Tuesday

The Best of July - Horror Stories From Advertising

Oh, you know you want to... read on for happy horror goodness.

As of August, I will have spent the longest consecutive amount of time employed at one company since I began working 14 years ago. Surprisingly it will be with the company that after my first week in this building, I wrote the the staffing agency : "These people are insane. I have never worked for a more immoral management team in my entire professional experience." Aside from my initial instincts, another telling sign that I should have run away was that the girl who was supposed to train me quit at lunchtime on the day I was hired. Later I found out she was in a recovery program for under-age alcoholics (19 and drunk all the time, yeah baby!). So the other gal and I made due... she had worked for the agency for 2 months, but was incredibly neurotic and should have probably been locked in a mental health facility. Sometimes she'd just scream for no reason then run into the bathroom with her purse and not come out for an hour. Sure enough she gets put in the hospital for drug-treatment... morphine being her vice of choice. I stuck it out as the staffing company rushed 4 more girls through the department. Finally, The Boss hired RJ through the recommendation of an account rep, and here we are nearly 2 years later still working hand-in-hand.

Dataset items:
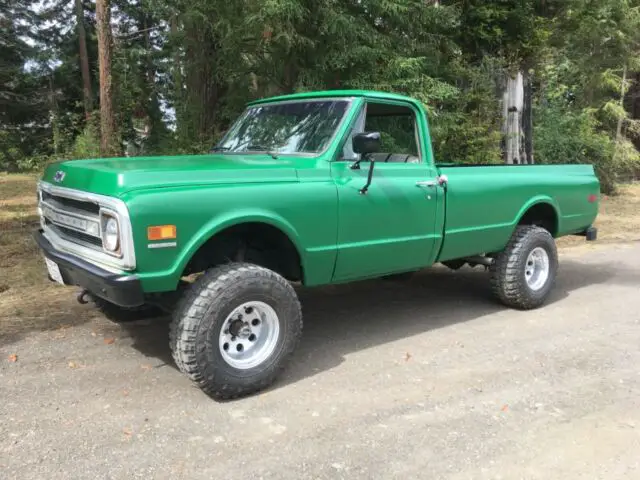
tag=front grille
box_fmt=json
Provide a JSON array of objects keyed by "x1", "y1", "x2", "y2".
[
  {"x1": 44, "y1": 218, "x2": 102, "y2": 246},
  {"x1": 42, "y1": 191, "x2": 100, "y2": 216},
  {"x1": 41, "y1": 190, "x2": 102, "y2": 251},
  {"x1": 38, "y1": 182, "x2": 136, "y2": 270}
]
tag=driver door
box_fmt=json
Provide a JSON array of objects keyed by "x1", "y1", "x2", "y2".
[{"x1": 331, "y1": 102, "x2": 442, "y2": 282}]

* * *

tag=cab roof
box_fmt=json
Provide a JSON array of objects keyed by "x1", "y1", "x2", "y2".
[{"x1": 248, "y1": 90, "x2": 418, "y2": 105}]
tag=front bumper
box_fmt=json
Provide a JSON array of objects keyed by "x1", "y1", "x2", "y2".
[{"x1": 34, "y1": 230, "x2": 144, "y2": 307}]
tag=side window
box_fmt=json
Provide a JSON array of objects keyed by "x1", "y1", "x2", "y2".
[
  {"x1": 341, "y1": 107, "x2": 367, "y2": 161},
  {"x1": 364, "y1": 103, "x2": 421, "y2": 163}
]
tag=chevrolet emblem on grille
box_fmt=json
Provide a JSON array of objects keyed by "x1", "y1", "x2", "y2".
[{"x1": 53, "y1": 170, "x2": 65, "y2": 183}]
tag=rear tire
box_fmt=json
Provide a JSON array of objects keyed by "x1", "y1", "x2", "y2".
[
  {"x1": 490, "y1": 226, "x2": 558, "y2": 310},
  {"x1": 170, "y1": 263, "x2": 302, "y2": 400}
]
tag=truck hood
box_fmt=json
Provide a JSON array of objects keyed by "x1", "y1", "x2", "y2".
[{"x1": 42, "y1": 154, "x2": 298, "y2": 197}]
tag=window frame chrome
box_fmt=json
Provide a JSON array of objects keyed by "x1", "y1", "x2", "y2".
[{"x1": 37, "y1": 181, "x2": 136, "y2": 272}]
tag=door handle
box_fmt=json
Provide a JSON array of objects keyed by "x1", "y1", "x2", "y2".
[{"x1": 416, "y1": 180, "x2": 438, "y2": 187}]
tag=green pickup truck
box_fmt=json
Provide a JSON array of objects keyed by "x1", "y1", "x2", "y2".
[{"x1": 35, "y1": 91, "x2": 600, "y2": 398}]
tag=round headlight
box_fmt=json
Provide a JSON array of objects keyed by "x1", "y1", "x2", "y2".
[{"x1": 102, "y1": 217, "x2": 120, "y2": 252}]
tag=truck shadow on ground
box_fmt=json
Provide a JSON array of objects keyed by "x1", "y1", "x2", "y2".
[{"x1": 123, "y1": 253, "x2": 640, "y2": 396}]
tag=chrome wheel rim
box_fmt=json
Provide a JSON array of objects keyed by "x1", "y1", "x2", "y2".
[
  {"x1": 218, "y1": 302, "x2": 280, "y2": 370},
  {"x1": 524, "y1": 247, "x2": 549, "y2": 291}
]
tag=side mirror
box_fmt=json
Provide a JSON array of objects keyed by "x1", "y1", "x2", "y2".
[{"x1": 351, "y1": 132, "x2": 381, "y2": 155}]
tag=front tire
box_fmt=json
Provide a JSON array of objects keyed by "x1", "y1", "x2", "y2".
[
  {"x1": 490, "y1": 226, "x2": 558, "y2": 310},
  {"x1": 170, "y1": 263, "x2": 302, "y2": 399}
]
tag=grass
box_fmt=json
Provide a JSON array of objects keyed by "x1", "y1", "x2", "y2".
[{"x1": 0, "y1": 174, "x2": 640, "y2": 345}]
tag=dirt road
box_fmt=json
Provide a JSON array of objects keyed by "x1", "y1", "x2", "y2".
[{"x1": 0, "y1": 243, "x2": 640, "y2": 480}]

---

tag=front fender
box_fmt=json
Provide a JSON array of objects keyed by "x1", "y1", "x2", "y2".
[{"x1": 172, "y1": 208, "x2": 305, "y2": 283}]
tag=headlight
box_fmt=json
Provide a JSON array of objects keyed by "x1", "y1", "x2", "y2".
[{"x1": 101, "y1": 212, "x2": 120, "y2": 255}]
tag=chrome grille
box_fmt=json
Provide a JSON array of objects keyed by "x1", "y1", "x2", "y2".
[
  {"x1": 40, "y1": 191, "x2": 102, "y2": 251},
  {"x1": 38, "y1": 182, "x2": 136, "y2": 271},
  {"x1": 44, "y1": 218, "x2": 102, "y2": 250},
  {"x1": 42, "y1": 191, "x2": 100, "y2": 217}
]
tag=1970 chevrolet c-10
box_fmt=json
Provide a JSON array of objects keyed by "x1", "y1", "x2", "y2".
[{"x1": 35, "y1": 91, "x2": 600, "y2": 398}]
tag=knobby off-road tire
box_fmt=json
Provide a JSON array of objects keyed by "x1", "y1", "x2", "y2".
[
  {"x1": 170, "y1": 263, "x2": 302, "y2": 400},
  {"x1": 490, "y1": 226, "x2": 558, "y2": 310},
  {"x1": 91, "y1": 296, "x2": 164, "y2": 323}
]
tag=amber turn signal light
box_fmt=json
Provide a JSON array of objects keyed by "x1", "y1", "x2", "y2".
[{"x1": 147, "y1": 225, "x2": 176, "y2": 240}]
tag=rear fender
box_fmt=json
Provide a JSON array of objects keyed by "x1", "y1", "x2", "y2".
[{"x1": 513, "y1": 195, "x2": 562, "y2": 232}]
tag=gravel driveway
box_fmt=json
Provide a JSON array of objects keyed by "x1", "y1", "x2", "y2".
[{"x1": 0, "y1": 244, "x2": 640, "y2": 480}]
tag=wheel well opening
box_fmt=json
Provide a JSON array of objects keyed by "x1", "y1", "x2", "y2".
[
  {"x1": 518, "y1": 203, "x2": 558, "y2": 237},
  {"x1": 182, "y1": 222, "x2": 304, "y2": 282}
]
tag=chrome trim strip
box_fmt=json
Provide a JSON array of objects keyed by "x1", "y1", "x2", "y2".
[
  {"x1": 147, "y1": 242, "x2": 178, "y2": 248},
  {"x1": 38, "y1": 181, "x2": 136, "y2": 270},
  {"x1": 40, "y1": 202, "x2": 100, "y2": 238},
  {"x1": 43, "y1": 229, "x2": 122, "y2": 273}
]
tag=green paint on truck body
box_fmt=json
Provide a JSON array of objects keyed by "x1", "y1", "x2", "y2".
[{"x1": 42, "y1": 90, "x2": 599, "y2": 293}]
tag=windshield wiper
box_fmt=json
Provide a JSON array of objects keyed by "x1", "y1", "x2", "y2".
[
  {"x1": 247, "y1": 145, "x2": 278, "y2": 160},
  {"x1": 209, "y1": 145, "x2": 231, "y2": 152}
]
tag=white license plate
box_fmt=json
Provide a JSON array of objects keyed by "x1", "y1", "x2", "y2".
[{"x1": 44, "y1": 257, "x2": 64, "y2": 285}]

# What to work on
(a) In one to three sentences, explain why the writer of the advertising horror stories post says there were signs they should have run away from the job.
(b) Resume the advertising horror stories post after its last sentence.
The dataset items have nothing to do with the advertising blog post.

# Solved problems
(a) After the first week, the writer's instinct was that the management was insane and immoral, and they wrote the staffing agency to say so. Another telling sign was that the girl who was supposed to train the writer quit at lunchtime on the day the writer was hired.

(b)
In all this time I have observed my company continue to use the staffing agency for all of their new-hire needs... and am in awe that they keep going back for more abuse. Our accounting department has had turn-over that I liken to a McDonald's during summer break. At last count they have flushed through 9 people to fill 4 positions since January. Through it all remains the department manager and a whiney little sausage-fingered troll (who shall further be called Frogger). Due to her commitment to the company, the accounting manager will not give Frogger further responsibility because she is in fear of losing her one long-staying employee. Sadly she is blind to the fact that Frogger is the reason everyone quits. "Um, I have all these pages from FedEx with daily totals, but I don't have the page showing the weekly total for all of them." "I know. Our printer broke and we had to wait for a replacement." "But how am I going to know the total for the week without that final page?" "You could use a calculator and make your own totals sheet using the numbers from the daily pages." "Yeah, but, well I guess I could do that even though I've never had to do it before." Are you that fucking stoopid? I can't get your pages from the weekly report because the file was lost when you were too lazy to TEACH yet another new hire how to pull your documents properly. NOT MY PROBLEM. "Also, I need someone to do an inventory count for me. I don't do that anymore." I guess Frogger's fat ass can't squat low enough to count up items in their shrink-wrapped packages of 10. OK, I'll do your job... which is the primary complaint of every new hire, by the way. "She won't teach me anything. She just complains to our manager that she's too overworked, then she spends the afternoon on MSN Messenger to her friends. She talks on the phone, takes 2-hour lunches, shows up to work late and leaves 30 minutes early every day! How can I take this job seriously when people get away with crap like this?" I just want to tell them that when a manager finds a pet, everyone else may as well not exist...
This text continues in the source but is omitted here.